Dormir tout en faisant travailler sa mémoire

Dernière mise à jour 29/04/13 | Article
Dormir tout en faisant travailler sa mémoire
Nous passons un tiers de notre vie dans l’inconscience du sommeil. Mais est-ce bien de l’inconscience? Pouvons-nous, directement ou pas, commander à nos songes, les utiliser? Le cerveau peut-il apprendre en dormant? Ce sont là de vieilles questions. Des chercheurs américains et allemands apportent de nouvelles réponses. Et l’un des plus grands spécialistes mondiaux du sommeil révèle le contenu de ses rêves.

Les mystères du sommeil sont-ils insondables? Pourquoi certains souvenirs peuvent durer toute la vie? Pourquoi d’autres disparaissent-ils rapidement? Et pourquoi d’autres encore demeurent mais en se transformant? Ce sont quelques-unes des questions que se sont posées des chercheurs de la Northwestern University, qui publient les résultats de leur étude dans le Journal of Neuroscience (on trouvera ici un résumé, en anglais, de ce travail). Et ils suggèrent à cette occasion que le fait de réactiver certains souvenirs pendant son sommeil ou à son réveil peut avoir un impact sur la consolidation de la mémoire.

- LIGNES EXTRAITES

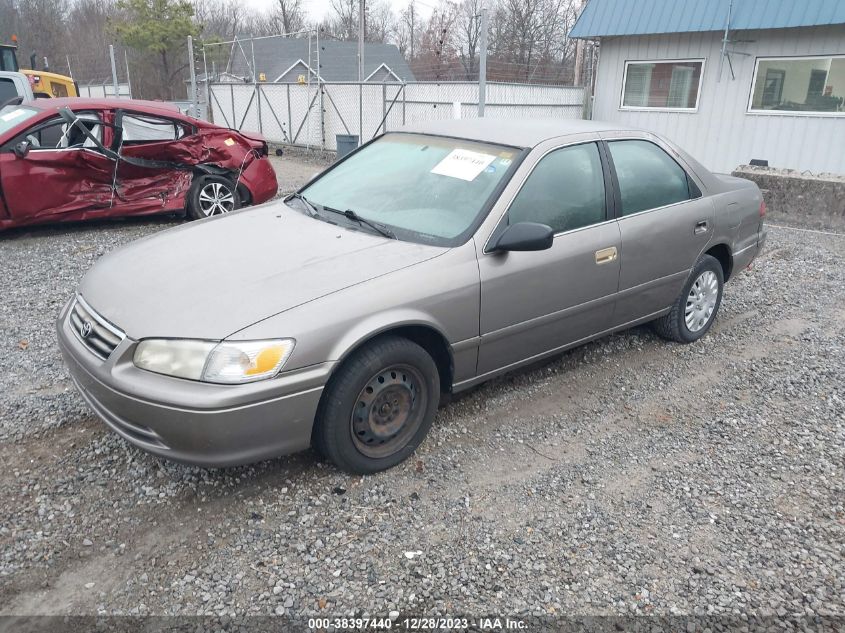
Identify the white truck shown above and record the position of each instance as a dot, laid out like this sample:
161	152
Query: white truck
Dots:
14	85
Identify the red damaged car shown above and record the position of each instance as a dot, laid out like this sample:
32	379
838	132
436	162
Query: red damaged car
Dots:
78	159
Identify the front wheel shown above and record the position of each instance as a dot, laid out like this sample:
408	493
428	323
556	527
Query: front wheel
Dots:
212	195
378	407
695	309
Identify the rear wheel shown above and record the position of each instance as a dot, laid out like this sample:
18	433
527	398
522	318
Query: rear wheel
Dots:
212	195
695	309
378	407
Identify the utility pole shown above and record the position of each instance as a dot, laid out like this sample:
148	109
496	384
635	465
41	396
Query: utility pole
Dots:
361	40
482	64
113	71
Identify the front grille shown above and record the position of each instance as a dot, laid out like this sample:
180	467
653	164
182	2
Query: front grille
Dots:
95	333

* * *

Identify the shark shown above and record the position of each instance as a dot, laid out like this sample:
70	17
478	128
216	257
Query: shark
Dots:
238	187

- TÂCHES À RÉALISER
1) Dans quelle revue les chercheurs de la Northwestern University publient-ils les résultats de leur étude, d'après l'article sur le sommeil et la mémoire ?
2) Recopiez sans modification le passage de l'article sur le sommeil et la mémoire qui commence par les mots « Dernière mise à » et se termine par « de ses rêves. ».
3) Poursuivez l'article sur le sommeil et la mémoire à la suite de sa dernière phrase.

- RÉSULTATS PAR TÂCHE
1) Dans le Journal of Neuroscience.

2)
Dernière mise à jour 29/04/13 | Article
Dormir tout en faisant travailler sa mémoire
Nous passons un tiers de notre vie dans l’inconscience du sommeil. Mais est-ce bien de l’inconscience? Pouvons-nous, directement ou pas, commander à nos songes, les utiliser? Le cerveau peut-il apprendre en dormant? Ce sont là de vieilles questions. Des chercheurs américains et allemands apportent de nouvelles réponses. Et l’un des plus grands spécialistes mondiaux du sommeil révèle le contenu de ses rêves.

3)
Leur étude se fonde sur l’idée que lorsqu’une information nous concernant a une grande valeur (par exemple lorsqu’elle est liée à un être cher ou à de l’argent), elle est plus susceptible que les autres d'être à la fois répétée et renforcée durant nos phases de sommeil. Elle serait ainsi en quelque sorte «consolidée» grâce à des mécanismes biologiques qui restent à découvrir. Serait-il dès lors possible de stimuler cette réactivation de certains souvenirs durant le sommeil afin de mieux les mémoriser pour plus tard? C’est sur la réponse à cette question sur la «consolidation des souvenirs» qu’a travaillé ce groupe de chercheurs, dirigé par Delphine Oudiette (département de psychologie de l'Université Northwestern).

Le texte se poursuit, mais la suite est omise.